__GIVEN TASK__.
Copy the entries from the start up to and including the line with "[143,245,896,460]", keeping the requests, and shift every bounding box coordinate in the answers by adding 26. Leave out all lines after that one.

__RAW RECORDS__.
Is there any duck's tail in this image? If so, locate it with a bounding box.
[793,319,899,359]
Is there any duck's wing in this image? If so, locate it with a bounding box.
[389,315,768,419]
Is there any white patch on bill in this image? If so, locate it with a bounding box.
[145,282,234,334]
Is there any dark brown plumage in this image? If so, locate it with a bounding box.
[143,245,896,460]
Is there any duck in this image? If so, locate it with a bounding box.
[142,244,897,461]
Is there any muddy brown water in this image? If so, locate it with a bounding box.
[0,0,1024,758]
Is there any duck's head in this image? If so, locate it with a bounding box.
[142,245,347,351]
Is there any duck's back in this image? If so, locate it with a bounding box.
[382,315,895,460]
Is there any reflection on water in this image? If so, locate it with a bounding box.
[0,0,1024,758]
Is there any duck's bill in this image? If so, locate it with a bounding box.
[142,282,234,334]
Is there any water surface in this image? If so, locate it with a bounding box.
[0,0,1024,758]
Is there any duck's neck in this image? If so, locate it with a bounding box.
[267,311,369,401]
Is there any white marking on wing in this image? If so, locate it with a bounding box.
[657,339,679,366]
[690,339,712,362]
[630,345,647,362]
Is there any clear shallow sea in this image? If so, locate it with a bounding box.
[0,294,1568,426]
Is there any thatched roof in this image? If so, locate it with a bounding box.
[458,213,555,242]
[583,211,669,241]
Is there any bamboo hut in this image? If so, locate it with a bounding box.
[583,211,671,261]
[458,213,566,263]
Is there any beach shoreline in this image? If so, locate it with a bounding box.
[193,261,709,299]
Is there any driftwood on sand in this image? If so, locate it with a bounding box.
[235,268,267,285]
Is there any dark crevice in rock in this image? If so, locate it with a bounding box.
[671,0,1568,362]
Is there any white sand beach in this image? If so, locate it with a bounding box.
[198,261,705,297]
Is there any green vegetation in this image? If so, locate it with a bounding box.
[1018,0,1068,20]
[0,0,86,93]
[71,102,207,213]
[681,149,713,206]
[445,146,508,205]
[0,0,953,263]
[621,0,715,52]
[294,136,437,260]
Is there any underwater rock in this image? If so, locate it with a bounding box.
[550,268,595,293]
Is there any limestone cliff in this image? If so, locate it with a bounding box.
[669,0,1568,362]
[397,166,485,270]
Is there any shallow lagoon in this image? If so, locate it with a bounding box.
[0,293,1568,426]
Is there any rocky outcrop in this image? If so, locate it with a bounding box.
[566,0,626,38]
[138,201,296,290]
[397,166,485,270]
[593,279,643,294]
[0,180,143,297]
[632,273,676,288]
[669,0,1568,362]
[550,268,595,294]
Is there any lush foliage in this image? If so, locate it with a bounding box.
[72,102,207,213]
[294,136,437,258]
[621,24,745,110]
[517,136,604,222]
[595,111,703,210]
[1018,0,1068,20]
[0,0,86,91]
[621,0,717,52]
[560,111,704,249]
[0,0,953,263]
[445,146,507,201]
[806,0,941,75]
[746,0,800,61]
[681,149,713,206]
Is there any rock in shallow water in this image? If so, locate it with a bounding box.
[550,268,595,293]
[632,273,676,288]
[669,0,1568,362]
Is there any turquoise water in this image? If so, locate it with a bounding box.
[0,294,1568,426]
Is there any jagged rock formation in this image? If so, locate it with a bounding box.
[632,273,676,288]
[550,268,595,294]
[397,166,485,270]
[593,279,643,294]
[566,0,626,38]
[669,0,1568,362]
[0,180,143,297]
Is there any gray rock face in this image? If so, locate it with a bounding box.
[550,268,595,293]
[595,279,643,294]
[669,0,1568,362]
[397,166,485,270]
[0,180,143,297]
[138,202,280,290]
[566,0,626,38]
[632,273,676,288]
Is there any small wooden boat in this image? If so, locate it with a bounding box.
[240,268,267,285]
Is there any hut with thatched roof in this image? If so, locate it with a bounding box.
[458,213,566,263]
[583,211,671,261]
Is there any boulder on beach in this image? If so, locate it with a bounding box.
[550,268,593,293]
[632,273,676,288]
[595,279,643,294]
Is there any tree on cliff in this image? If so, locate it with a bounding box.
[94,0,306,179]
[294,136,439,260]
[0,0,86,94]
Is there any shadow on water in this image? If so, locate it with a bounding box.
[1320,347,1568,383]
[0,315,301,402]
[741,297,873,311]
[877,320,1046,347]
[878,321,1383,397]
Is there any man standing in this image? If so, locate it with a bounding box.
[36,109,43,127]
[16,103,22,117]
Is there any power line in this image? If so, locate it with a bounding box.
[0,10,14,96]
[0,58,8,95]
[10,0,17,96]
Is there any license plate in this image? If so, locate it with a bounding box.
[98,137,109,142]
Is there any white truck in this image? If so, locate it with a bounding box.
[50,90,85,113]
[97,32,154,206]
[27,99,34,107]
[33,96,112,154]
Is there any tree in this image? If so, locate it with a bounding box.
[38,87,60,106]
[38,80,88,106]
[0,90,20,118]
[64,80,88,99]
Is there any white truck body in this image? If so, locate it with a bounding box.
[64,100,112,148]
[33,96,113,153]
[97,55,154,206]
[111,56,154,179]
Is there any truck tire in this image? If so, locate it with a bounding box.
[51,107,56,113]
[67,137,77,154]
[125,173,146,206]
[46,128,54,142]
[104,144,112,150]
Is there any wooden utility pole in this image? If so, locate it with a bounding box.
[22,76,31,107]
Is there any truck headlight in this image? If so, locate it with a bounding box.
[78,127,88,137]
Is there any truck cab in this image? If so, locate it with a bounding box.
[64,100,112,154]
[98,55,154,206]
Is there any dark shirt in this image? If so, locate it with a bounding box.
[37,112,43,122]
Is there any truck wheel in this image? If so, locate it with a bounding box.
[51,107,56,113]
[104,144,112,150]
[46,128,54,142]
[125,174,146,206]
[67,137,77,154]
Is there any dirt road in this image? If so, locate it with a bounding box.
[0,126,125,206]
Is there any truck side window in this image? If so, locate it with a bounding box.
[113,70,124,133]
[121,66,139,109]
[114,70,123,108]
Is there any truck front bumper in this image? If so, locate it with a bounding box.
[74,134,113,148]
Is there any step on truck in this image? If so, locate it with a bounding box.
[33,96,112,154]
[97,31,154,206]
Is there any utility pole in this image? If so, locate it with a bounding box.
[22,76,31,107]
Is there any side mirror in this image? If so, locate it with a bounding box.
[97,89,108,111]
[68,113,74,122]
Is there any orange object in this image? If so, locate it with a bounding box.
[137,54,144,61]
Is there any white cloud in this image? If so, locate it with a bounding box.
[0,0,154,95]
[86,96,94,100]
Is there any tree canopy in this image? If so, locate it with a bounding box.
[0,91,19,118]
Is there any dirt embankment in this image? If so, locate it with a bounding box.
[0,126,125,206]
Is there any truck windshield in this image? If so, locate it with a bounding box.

__EXERCISE OUTPUT__.
Is there any duck's tail in this image? If so, locate it with a bounding box.
[819,345,925,385]
Is there any duck's wing in this image? If so, locate it with a bounding box.
[415,341,794,445]
Is there any white patch on bill in this image? If so, locate it with a bounding box.
[171,308,260,360]
Is there any dark brown plumage in this image? If so, locate it with a bounding box.
[169,271,922,486]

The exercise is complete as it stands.